--- Dataset content ---

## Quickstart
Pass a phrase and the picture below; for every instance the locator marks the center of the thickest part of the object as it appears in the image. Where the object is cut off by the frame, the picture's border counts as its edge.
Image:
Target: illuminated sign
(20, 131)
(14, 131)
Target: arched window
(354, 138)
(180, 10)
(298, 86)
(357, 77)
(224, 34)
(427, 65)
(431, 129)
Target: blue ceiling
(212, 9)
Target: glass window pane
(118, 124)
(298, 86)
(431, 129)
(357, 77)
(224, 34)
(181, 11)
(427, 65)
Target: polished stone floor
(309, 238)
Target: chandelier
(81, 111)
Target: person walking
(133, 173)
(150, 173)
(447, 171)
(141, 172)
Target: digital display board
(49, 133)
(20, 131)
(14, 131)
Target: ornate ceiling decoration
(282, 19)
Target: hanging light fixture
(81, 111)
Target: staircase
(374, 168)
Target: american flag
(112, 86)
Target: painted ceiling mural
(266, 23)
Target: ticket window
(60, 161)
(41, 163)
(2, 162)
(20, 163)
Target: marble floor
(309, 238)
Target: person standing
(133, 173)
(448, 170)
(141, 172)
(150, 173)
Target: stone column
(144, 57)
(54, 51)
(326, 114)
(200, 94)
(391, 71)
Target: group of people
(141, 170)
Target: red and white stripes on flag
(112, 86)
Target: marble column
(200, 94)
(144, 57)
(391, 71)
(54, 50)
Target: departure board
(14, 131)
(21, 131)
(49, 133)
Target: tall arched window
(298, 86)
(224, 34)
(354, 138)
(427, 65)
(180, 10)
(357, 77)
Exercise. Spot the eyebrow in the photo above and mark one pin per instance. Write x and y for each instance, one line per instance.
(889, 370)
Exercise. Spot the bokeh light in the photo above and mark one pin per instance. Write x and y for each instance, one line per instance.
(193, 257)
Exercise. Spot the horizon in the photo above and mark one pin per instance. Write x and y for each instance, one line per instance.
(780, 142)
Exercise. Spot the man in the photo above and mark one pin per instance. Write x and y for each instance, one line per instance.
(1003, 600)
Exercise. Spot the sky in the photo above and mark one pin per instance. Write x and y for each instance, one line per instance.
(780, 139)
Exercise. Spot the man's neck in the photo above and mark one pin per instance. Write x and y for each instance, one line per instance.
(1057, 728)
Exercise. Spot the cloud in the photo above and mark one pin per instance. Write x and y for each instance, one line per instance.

---

**What is needed:** The answer is the line with "Target: person standing" plus every line after it to the last line of the entries above, copied exactly and with no other lines.

**Answer space:**
Target: person standing
(133, 173)
(448, 170)
(141, 172)
(150, 173)
Target: stone column
(144, 57)
(54, 51)
(326, 114)
(200, 94)
(391, 71)
Target: group of people
(141, 170)
Target: red and white stripes on flag
(112, 86)
Target: marble column
(200, 94)
(144, 57)
(391, 71)
(54, 50)
Target: departure board
(14, 131)
(21, 131)
(49, 133)
Target: tall arched window
(298, 86)
(224, 34)
(354, 138)
(427, 65)
(180, 10)
(357, 77)
Exercise. Spot the eyebrow in the photo above and mark one pin per instance. Write x and y for each instance, one line per instance.
(889, 370)
Exercise. Spot the bokeh light in the photo above and mark one pin per instance. Write x and y for each instance, one line per instance.
(193, 257)
Exercise. Spot the horizon in the photo above and mark one pin per instance. Write x and y for each instance, one line per instance.
(780, 142)
Exercise. Spot the man in the photo above and mark one pin per instance. Write x and y for each instance, one line per instance.
(1003, 600)
Exercise. Spot the sky in the photo above and mark one pin per instance. Write x and y for each instance, one line per instance.
(780, 139)
Exercise. Spot the man's neck in the photo above and mark one pin per instance. Write x and y for each instance, one line per instance.
(1057, 728)
Exercise. Spot the cloud in the photo above and mark one pin per instance. Write x and y for each instance, one line per instance.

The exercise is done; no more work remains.